EXERCISE PROMPT >>
Retype every entry precisely and keep each line whole.

──────

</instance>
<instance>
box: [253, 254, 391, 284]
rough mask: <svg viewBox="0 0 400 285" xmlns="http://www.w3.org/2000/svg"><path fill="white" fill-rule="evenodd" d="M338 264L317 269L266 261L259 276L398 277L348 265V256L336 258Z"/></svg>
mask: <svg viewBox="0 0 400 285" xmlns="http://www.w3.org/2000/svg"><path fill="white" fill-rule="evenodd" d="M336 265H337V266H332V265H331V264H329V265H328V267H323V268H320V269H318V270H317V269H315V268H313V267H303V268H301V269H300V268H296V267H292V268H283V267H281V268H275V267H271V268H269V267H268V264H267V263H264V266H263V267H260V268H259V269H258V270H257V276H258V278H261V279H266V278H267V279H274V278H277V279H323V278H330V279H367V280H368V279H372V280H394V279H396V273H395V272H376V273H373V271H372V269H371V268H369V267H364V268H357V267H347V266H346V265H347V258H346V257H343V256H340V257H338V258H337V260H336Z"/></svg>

──────

TASK RESPONSE >>
</instance>
<instance>
box: [253, 254, 391, 284]
rough mask: <svg viewBox="0 0 400 285" xmlns="http://www.w3.org/2000/svg"><path fill="white" fill-rule="evenodd" d="M338 264L317 269L266 261L259 276L398 277L348 265V256L336 258Z"/></svg>
mask: <svg viewBox="0 0 400 285" xmlns="http://www.w3.org/2000/svg"><path fill="white" fill-rule="evenodd" d="M336 265H337V266H332V265H331V264H329V265H328V267H323V268H320V269H318V270H317V269H315V268H313V267H303V268H301V269H300V268H296V267H292V268H283V267H281V268H275V267H271V268H269V267H268V264H267V263H264V266H263V267H260V268H259V269H258V270H257V276H258V278H261V279H266V278H267V279H274V278H277V279H323V278H330V279H367V280H368V279H372V280H394V279H396V273H395V272H376V273H373V271H372V269H371V268H369V267H364V268H357V267H347V266H346V265H347V258H346V257H343V256H340V257H338V258H337V260H336Z"/></svg>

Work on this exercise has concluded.